───── Source extract
# Algorithms and Parameters

A notebook for testing and finding the right algorithms and parameters for the _Reshift_ frequency discretization effect.
A frequency discretization effect like _Autotune_ consists of

* a pitch tracking algorithm

* a nonlinear frequency scale for the target pitch

* and of a pitch-shifting algorithm.

## Initialization

In [None]:
# define default samplerate of 44100Hz and not 22050Hz for librosa
# and fft length and hop size
from presets import Preset
import librosa as _librosa
import librosa.display as _display
_librosa.display = _display
librosa = Preset(_librosa)

librosa['sr'] = 44100
librosa['n_fft'] = 4096
librosa_hop_len = 2048
librosa['hop_length'] = librosa_hop_len

# other needed modules
import matplotlib.pyplot as plt
import numpy as np
import soundfile as sf

In [None]:
# ignore warnings
import warnings
warnings.filterwarnings('ignore')

# import the reshift algorithms
import sys
sys.path.insert(1, '../py') # insert at 1, 0 is the script path (or '' in REPL)
import reshift

import IPython # for IPython.display.Audio(x, rate=fs)

## Pitch Tracking

We use the _pYIN_ algorithm implemented by librosa for pitch tracking.
Its [parameters](https://librosa.org/doc/latest/generated/librosa.pyin.html) are:

* fmin: minimum frequency to look for

* fmax: maximum frequency to look for

* sr: samplingrate of input signal

* frame_length: length of the frames in samples. By default, frame_length=2048

* win_length: length of the window for calculating autocorrelation in samples. If None, defaults to frame_length // 2

* hop_length: number of audio samples between adjacent pYIN predictions. If None, defaults to frame_length // 4

* n_thresholds: number of thresholds for peak estimation.

* beta_parameters: shape parameters for the beta distribution prior over thresholds.

* boltzmann_parameter: shape parameter for the Boltzmann distribution prior over troughs. Larger values will assign more mass to smaller periods.

* resolution: Resolution of the pitch bins. 0.01 corresponds to cents.
──────────
───── Collected material
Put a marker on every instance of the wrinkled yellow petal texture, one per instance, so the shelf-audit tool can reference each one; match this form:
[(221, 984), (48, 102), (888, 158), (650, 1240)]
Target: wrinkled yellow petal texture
──────────
◆ **Exercise tasks**:
1. Answer these from the Reshift notebook:
(a) What three parts make up a frequency discretization effect like Autotune?
(b) What default sample rate does the notebook set for librosa?
(c) Which algorithm handles pitch tracking?
2. Repeat word for word the stretch of the Reshift notebook from "# import the" through "for pitch tracking.".
The lines above are separate material and stand apart from the notebook.

◆ **In response**:
1.
(a) A pitch tracking algorithm, a nonlinear frequency scale for the target pitch, and a pitch-shifting algorithm.
(b) 44100 Hz.
(c) The pYIN algorithm, as implemented by librosa.

2.
# import the reshift algorithms
import sys
sys.path.insert(1, '../py') # insert at 1, 0 is the script path (or '' in REPL)
import reshift

import IPython # for IPython.display.Audio(x, rate=fs)

## Pitch Tracking

We use the _pYIN_ algorithm implemented by librosa for pitch tracking.